[Stored records]
◇ ◇ ◇ ◇ ◇ ◇ ◇
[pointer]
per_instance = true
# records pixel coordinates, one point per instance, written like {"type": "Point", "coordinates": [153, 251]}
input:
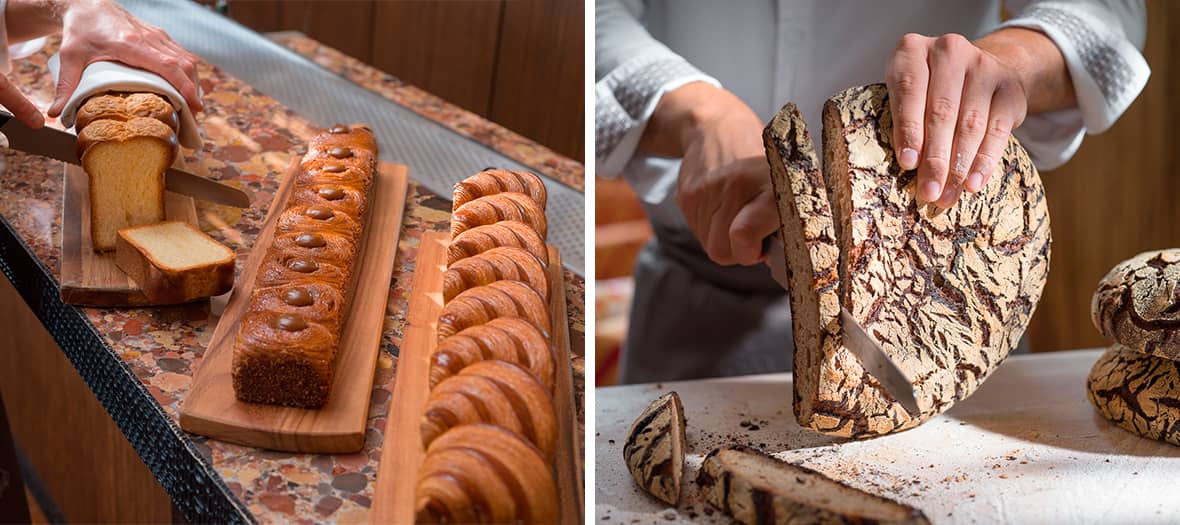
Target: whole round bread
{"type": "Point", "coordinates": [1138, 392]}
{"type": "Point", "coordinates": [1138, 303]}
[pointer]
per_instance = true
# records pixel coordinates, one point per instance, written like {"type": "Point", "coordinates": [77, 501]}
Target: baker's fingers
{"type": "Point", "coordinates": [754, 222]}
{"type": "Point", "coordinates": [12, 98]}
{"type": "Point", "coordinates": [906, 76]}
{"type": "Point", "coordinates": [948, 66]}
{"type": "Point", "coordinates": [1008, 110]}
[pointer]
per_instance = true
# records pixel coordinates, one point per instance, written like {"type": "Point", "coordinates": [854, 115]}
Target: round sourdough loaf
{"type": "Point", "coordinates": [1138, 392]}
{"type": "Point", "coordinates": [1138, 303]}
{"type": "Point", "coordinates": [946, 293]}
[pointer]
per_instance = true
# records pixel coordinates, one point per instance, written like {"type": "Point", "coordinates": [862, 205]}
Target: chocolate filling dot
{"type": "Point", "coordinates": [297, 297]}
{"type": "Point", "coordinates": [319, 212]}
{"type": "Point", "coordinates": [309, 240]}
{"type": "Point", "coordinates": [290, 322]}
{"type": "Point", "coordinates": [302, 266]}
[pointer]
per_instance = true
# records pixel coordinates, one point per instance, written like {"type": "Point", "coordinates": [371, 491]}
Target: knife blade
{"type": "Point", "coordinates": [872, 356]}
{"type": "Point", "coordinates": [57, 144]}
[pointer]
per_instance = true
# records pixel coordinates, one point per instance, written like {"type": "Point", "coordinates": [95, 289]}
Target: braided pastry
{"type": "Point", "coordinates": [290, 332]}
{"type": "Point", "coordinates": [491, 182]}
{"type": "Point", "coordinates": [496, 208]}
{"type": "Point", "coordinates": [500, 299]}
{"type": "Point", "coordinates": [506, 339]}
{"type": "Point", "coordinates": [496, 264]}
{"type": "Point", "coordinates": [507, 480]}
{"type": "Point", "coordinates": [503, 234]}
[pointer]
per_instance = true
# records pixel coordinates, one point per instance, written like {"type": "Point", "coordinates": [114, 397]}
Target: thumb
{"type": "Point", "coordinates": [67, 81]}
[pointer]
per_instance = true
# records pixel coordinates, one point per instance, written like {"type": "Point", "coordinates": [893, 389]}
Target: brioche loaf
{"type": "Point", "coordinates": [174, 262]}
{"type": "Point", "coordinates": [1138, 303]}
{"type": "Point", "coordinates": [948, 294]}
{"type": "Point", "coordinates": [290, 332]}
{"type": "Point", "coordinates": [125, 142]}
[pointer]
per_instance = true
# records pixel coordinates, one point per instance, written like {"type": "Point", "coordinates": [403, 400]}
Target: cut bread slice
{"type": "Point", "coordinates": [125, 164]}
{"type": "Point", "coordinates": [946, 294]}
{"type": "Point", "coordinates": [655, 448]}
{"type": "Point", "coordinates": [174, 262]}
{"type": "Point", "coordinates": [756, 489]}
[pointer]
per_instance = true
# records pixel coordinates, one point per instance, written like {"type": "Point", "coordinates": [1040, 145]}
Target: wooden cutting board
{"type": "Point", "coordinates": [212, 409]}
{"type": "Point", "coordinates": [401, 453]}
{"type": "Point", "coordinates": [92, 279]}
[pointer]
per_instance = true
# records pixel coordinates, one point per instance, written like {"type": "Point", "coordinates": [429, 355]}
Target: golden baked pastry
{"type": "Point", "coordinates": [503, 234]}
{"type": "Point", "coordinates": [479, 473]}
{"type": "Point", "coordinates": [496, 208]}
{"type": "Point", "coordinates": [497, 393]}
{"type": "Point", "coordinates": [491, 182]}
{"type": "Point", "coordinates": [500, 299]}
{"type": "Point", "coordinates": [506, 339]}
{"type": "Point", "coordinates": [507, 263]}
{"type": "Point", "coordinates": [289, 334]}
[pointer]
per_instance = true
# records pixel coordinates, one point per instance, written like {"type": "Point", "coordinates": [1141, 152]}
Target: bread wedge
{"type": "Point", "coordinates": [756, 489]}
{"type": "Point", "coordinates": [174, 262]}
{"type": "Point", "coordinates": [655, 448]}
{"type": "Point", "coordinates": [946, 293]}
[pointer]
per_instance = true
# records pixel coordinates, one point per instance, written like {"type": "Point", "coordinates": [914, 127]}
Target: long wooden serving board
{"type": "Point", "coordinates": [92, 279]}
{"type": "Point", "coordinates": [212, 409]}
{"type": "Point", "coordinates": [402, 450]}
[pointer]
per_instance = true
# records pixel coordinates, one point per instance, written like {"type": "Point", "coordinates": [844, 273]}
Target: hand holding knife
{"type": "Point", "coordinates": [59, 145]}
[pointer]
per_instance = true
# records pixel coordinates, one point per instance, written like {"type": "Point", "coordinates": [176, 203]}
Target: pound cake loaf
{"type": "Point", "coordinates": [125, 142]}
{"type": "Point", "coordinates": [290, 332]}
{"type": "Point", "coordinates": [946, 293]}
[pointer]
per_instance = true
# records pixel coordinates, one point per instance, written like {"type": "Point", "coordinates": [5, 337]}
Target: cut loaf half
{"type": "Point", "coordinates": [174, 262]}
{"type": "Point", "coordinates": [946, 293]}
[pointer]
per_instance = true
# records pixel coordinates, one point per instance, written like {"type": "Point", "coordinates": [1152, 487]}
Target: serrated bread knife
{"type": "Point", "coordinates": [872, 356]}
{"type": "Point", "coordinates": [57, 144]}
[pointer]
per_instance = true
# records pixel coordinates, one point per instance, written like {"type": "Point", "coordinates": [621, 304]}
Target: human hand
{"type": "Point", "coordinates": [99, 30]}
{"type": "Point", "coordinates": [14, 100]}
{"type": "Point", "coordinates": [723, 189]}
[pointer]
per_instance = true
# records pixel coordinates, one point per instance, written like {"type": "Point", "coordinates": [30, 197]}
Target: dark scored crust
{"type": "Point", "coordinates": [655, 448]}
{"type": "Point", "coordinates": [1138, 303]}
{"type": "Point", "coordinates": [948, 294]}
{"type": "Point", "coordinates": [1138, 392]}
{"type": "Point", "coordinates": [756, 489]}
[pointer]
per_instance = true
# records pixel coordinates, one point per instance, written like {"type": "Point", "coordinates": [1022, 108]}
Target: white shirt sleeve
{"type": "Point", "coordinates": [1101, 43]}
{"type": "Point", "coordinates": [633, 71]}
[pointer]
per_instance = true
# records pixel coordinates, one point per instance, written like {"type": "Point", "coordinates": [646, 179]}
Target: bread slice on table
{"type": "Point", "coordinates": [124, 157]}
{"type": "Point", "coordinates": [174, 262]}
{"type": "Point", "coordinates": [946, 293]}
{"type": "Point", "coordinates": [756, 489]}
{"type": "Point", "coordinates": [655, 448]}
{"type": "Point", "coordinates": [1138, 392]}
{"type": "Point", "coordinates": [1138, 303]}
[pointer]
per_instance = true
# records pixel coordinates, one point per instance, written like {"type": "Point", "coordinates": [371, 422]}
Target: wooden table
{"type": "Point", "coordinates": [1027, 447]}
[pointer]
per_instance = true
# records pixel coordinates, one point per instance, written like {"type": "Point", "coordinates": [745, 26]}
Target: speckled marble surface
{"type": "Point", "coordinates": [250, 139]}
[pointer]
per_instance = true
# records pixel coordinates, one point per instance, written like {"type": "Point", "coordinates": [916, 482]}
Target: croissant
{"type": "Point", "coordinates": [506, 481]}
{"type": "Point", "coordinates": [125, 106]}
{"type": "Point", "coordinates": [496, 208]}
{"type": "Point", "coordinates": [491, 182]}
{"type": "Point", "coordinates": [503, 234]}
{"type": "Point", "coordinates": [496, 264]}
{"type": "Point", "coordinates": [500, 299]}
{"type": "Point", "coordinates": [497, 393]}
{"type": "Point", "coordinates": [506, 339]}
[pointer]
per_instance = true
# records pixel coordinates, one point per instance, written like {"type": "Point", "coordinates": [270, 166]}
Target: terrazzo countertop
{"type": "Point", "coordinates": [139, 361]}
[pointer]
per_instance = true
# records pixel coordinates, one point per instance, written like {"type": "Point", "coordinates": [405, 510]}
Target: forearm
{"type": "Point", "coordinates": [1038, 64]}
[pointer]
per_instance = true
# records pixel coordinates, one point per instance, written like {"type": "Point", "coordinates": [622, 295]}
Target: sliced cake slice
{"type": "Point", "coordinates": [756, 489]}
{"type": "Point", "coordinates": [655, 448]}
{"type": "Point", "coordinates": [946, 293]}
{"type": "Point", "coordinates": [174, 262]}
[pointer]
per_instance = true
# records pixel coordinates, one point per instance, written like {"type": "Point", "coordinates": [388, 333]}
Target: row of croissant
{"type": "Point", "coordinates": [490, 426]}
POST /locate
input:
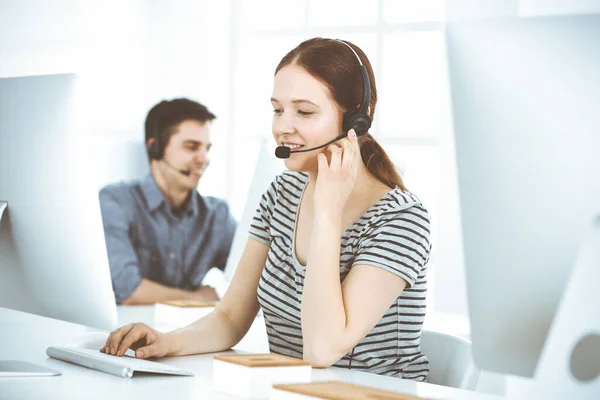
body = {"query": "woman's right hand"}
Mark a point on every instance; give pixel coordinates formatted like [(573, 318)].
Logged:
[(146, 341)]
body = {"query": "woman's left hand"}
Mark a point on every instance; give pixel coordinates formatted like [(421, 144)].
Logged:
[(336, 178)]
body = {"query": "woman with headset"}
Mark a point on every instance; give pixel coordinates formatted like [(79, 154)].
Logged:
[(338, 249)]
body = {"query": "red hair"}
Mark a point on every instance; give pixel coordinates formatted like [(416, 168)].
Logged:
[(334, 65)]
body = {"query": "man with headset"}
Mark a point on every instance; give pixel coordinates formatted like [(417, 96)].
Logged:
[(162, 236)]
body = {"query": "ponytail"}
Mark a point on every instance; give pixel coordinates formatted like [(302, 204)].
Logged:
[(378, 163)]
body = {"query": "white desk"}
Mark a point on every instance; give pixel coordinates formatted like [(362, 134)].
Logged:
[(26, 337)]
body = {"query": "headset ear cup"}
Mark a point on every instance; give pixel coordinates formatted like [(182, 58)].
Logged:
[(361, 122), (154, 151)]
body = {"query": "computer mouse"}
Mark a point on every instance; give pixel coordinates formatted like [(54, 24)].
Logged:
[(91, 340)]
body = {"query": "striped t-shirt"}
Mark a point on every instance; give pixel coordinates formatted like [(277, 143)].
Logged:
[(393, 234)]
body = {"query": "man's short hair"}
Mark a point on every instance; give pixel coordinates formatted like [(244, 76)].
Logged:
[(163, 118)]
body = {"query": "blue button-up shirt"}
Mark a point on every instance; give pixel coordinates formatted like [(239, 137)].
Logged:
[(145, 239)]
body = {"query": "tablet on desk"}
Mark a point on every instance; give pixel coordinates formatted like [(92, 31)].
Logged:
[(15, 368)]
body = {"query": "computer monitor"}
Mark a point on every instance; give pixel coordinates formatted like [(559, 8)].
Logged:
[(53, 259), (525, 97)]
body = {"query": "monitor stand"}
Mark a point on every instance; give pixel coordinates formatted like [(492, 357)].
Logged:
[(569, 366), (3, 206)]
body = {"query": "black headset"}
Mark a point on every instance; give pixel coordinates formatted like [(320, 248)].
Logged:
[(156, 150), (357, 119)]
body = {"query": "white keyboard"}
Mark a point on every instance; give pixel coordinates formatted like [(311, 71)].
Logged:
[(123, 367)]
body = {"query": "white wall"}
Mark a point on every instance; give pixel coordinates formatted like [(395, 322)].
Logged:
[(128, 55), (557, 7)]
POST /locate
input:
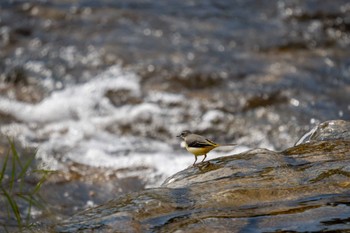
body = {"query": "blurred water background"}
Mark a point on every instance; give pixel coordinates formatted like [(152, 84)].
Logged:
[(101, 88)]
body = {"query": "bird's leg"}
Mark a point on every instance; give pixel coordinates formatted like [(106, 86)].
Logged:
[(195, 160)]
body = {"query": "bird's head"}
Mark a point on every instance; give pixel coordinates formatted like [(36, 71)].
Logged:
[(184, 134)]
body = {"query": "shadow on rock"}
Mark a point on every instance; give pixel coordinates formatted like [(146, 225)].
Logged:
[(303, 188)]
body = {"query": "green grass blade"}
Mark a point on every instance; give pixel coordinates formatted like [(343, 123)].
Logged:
◇ ◇ ◇ ◇ ◇ ◇ ◇
◆ EXERCISE REQUIREMENTS ◆
Line count for the string "monitor": please say how many lines in the entries above contain it, with no other words.

◆ TASK ANSWER ◆
2